◆ Exercise directions
Copy everything from the row containing "Return the outline of every instance of the roadside" down to the row containing "M 169 172 L", swapping "roadside grass" for "roadside weeds" and leaving the rest as is.

◆ Record extracts
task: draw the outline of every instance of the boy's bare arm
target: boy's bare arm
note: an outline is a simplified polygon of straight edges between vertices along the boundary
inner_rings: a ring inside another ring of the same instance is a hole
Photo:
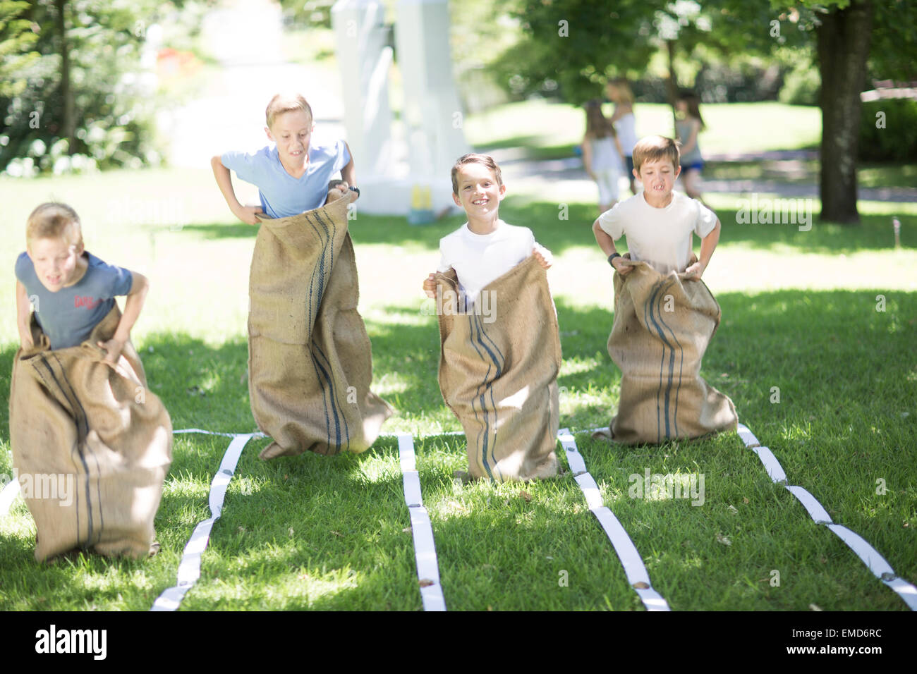
[[[692,274],[694,278],[700,280],[707,269],[707,265],[710,264],[710,259],[713,255],[713,250],[716,249],[716,244],[720,242],[720,219],[717,218],[716,227],[701,241],[701,259],[686,269],[685,273]]]
[[[140,315],[143,303],[147,299],[147,291],[149,290],[149,282],[147,281],[146,276],[137,271],[131,271],[130,273],[133,281],[130,286],[130,293],[127,293],[127,299],[124,303],[124,314],[121,315],[121,320],[118,321],[117,329],[115,330],[115,335],[112,336],[111,339],[106,342],[98,343],[100,347],[105,349],[105,360],[112,363],[117,362],[124,345],[130,338],[130,329],[137,323],[137,319]]]
[[[223,165],[219,155],[215,155],[210,160],[210,166],[214,170],[214,177],[216,179],[216,184],[219,186],[220,192],[223,193],[223,198],[226,200],[226,204],[233,215],[246,225],[258,225],[259,220],[255,217],[255,214],[263,213],[261,207],[243,206],[238,203],[238,199],[236,198],[236,192],[232,188],[232,176],[229,174],[229,169]]]
[[[28,294],[26,293],[26,286],[20,282],[16,282],[16,326],[19,331],[19,344],[23,348],[31,348],[35,346],[32,341],[32,328],[29,325],[29,315],[32,304],[28,301]]]
[[[431,299],[436,296],[436,280],[433,274],[424,279],[424,293]]]
[[[602,228],[599,225],[599,218],[595,218],[595,222],[592,223],[592,234],[595,235],[595,242],[599,244],[599,248],[602,249],[602,252],[605,254],[606,258],[611,257],[618,250],[614,248],[614,239],[608,236],[608,233]],[[615,258],[612,260],[612,267],[622,276],[626,276],[631,272],[633,267],[628,267],[620,263],[621,258]],[[618,264],[615,264],[618,262]]]
[[[344,147],[347,148],[348,154],[350,155],[350,160],[347,162],[347,166],[341,169],[341,179],[348,183],[348,187],[358,187],[357,169],[353,163],[353,153],[350,151],[350,148],[346,142],[344,143]],[[359,195],[357,198],[359,198]]]

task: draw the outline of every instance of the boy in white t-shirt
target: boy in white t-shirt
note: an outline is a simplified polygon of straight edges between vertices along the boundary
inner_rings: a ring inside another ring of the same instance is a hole
[[[505,274],[529,255],[548,269],[552,256],[535,241],[528,227],[507,225],[498,216],[506,194],[500,167],[486,154],[466,154],[452,167],[452,199],[465,209],[468,222],[439,239],[438,271],[454,269],[470,307],[481,289]],[[427,297],[436,297],[436,282],[430,274],[424,281]]]
[[[644,191],[602,213],[592,223],[599,248],[622,276],[633,267],[618,260],[614,241],[627,237],[631,260],[661,274],[686,272],[700,280],[720,240],[720,221],[696,199],[672,190],[681,167],[675,140],[647,136],[634,147],[634,176]],[[701,238],[701,259],[691,262],[693,235]],[[616,263],[616,264],[615,264]]]

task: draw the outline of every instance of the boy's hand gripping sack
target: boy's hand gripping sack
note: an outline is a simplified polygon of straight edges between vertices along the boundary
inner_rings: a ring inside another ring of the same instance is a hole
[[[249,392],[261,459],[362,452],[392,415],[370,390],[370,337],[348,233],[350,195],[262,218],[249,282]]]
[[[464,427],[471,477],[556,476],[560,336],[545,270],[528,257],[470,307],[454,271],[435,278],[439,389]]]
[[[663,276],[646,262],[614,274],[614,322],[608,353],[621,370],[611,436],[627,444],[700,437],[735,430],[733,402],[701,377],[720,324],[720,305],[700,280]]]
[[[130,341],[105,361],[97,342],[120,316],[116,306],[83,344],[55,350],[33,316],[36,347],[16,354],[10,444],[39,561],[76,547],[145,557],[154,542],[171,422]]]

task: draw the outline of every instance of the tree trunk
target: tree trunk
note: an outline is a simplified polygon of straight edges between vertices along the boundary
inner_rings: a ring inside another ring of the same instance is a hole
[[[859,223],[856,211],[856,151],[872,32],[870,0],[823,15],[817,28],[822,74],[822,220]]]
[[[67,154],[73,154],[76,151],[76,119],[73,116],[73,92],[70,87],[70,45],[67,43],[67,25],[64,21],[66,5],[67,0],[54,0],[58,36],[61,38],[61,97],[63,99],[61,135],[67,138]]]

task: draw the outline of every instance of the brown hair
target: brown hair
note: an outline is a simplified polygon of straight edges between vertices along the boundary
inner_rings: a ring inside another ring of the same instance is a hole
[[[614,125],[602,113],[602,101],[593,98],[586,104],[586,135],[591,138],[603,138],[618,134]]]
[[[476,152],[469,152],[459,157],[455,165],[452,167],[452,193],[458,193],[458,169],[460,169],[465,164],[483,164],[488,169],[493,171],[493,174],[497,178],[497,184],[503,184],[503,177],[500,172],[500,167],[497,166],[497,162],[493,160],[493,158],[489,154],[478,154]]]
[[[293,112],[294,110],[302,110],[306,115],[309,116],[310,123],[313,120],[312,116],[312,107],[306,102],[305,98],[302,94],[276,94],[274,97],[271,99],[271,103],[268,104],[267,109],[264,111],[264,116],[268,120],[268,128],[272,128],[274,126],[274,119],[277,118],[278,115],[282,115],[283,113]]]
[[[628,105],[634,105],[634,92],[631,91],[630,83],[627,82],[627,78],[615,77],[613,80],[609,80],[605,88],[609,90],[606,92],[609,94],[608,97],[614,101],[615,104],[624,103]],[[611,95],[612,88],[617,92],[618,98],[614,98]]]
[[[26,224],[26,244],[31,246],[38,238],[62,238],[72,246],[82,247],[80,216],[66,204],[42,204],[32,211]]]
[[[688,106],[688,116],[694,117],[701,122],[701,128],[706,128],[703,117],[701,116],[701,97],[694,92],[682,92],[679,96],[679,101],[684,101]]]
[[[640,138],[634,146],[634,169],[639,173],[644,161],[660,160],[668,160],[677,168],[680,163],[679,145],[680,143],[678,140],[665,136],[646,136]]]

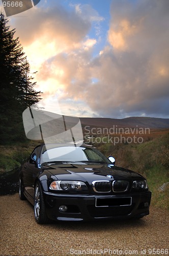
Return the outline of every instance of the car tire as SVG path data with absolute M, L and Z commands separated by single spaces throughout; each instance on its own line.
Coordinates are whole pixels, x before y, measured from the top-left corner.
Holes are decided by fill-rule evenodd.
M 46 212 L 42 190 L 39 181 L 36 184 L 35 188 L 34 214 L 37 223 L 45 224 L 48 222 L 49 219 Z
M 21 200 L 25 200 L 26 199 L 25 197 L 24 196 L 24 189 L 23 183 L 21 178 L 19 178 L 19 198 Z

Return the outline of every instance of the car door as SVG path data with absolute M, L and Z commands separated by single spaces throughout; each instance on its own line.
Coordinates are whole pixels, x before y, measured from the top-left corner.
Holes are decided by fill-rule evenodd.
M 41 171 L 38 161 L 41 147 L 36 147 L 31 154 L 28 161 L 23 166 L 23 182 L 26 191 L 33 198 L 35 178 Z

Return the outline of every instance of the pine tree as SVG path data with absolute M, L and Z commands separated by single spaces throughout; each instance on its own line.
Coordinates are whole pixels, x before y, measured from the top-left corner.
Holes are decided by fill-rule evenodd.
M 11 143 L 25 138 L 22 113 L 37 103 L 40 91 L 34 87 L 30 67 L 15 29 L 10 30 L 9 20 L 0 12 L 0 142 Z

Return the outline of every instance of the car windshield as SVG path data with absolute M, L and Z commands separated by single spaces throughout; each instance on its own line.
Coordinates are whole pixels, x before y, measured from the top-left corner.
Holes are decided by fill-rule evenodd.
M 41 163 L 54 162 L 97 162 L 111 163 L 100 151 L 83 146 L 44 146 Z

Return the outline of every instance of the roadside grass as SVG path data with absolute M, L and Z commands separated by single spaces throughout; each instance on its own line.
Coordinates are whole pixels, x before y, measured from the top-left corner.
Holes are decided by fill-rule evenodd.
M 15 145 L 1 145 L 0 173 L 10 172 L 20 166 L 23 160 L 29 157 L 39 142 L 37 141 L 27 141 Z
M 169 172 L 164 167 L 156 165 L 146 170 L 147 179 L 152 192 L 152 205 L 169 210 Z M 162 186 L 166 186 L 162 189 Z

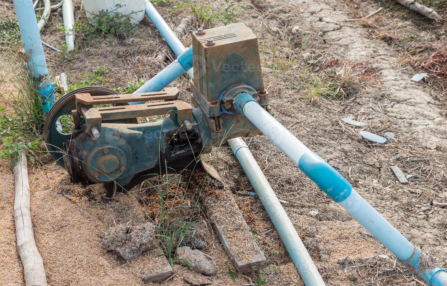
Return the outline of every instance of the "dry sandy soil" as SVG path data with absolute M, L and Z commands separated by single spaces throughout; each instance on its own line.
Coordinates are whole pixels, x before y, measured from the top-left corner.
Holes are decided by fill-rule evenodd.
M 0 1 L 2 18 L 14 19 L 11 2 Z M 418 60 L 446 44 L 445 39 L 440 42 L 437 36 L 430 36 L 441 35 L 440 32 L 447 29 L 445 24 L 427 21 L 389 2 L 219 0 L 202 5 L 221 13 L 232 5 L 237 11 L 234 21 L 244 22 L 255 31 L 259 39 L 265 83 L 278 120 L 339 170 L 404 236 L 447 267 L 447 209 L 433 206 L 434 201 L 447 201 L 447 95 L 439 81 L 416 83 L 409 80 L 423 71 L 415 66 Z M 447 17 L 445 1 L 432 2 L 439 3 L 436 7 Z M 84 16 L 80 11 L 80 1 L 73 2 L 75 18 L 82 19 Z M 172 27 L 191 14 L 188 5 L 173 9 L 182 3 L 174 0 L 157 8 Z M 384 9 L 368 20 L 346 21 L 382 6 Z M 224 24 L 212 21 L 215 25 Z M 52 14 L 42 39 L 61 46 L 64 36 L 56 27 L 61 23 L 59 10 Z M 202 24 L 194 21 L 190 29 Z M 190 34 L 182 39 L 186 46 L 190 43 Z M 147 80 L 175 58 L 147 18 L 132 38 L 83 48 L 71 60 L 63 61 L 55 52 L 45 52 L 53 74 L 65 72 L 71 83 L 85 80 L 84 71 L 91 72 L 103 66 L 110 72 L 105 75 L 109 81 L 101 85 L 109 88 L 125 85 L 129 80 Z M 163 53 L 167 56 L 164 61 L 155 59 Z M 4 59 L 3 61 L 7 62 Z M 315 67 L 319 69 L 316 71 Z M 341 91 L 337 96 L 342 95 L 342 98 L 324 96 L 328 80 L 338 83 Z M 190 90 L 186 77 L 172 86 L 181 89 L 182 98 L 189 100 Z M 1 92 L 13 95 L 16 91 L 7 81 Z M 2 105 L 5 104 L 8 102 Z M 367 123 L 363 128 L 367 131 L 379 135 L 392 132 L 396 138 L 384 145 L 371 145 L 357 135 L 358 128 L 341 122 L 345 117 Z M 328 285 L 421 284 L 346 213 L 300 205 L 337 207 L 266 138 L 254 138 L 250 148 L 278 197 L 294 202 L 284 206 L 286 211 Z M 253 191 L 231 150 L 224 146 L 213 155 L 218 159 L 215 167 L 224 180 L 224 191 L 234 194 L 270 261 L 270 266 L 261 273 L 266 285 L 303 285 L 277 233 L 268 232 L 273 226 L 258 199 L 237 195 Z M 429 160 L 407 161 L 420 158 Z M 131 195 L 139 190 L 118 194 L 115 201 L 104 205 L 101 200 L 103 190 L 99 186 L 72 185 L 67 182 L 65 171 L 47 156 L 42 156 L 41 162 L 29 165 L 31 208 L 49 285 L 142 284 L 139 276 L 150 264 L 151 254 L 120 263 L 102 249 L 100 237 L 114 220 L 126 222 L 148 210 L 147 206 L 137 203 Z M 392 165 L 422 179 L 402 185 L 390 169 Z M 10 160 L 2 160 L 0 168 L 0 284 L 21 285 L 23 270 L 16 250 Z M 62 191 L 68 194 L 71 201 L 61 194 Z M 312 215 L 315 210 L 318 214 Z M 235 282 L 232 280 L 227 274 L 228 267 L 233 269 L 231 262 L 211 229 L 209 233 L 211 242 L 204 252 L 216 265 L 217 275 L 211 280 L 213 285 L 255 281 L 257 273 L 246 274 L 246 277 L 239 275 Z M 346 256 L 351 259 L 348 264 L 337 263 Z M 165 284 L 188 285 L 184 278 L 192 273 L 180 271 L 182 269 L 175 265 L 179 273 Z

◆ Exercise output
Return the outline of every instance of the roadside weeds as SVG path data with absolute M, L and Z commands separated by single spaces throughout; each instance on its own line.
Coordinates are whole pixels, x before y, measured from the top-left corner.
Holes are decided by fill-rule evenodd.
M 15 145 L 1 145 L 0 173 L 10 172 L 20 166 L 23 160 L 29 157 L 39 142 L 37 141 L 27 141 Z
M 169 172 L 164 167 L 156 165 L 146 170 L 147 179 L 152 192 L 152 205 L 169 210 Z M 162 186 L 166 186 L 162 189 Z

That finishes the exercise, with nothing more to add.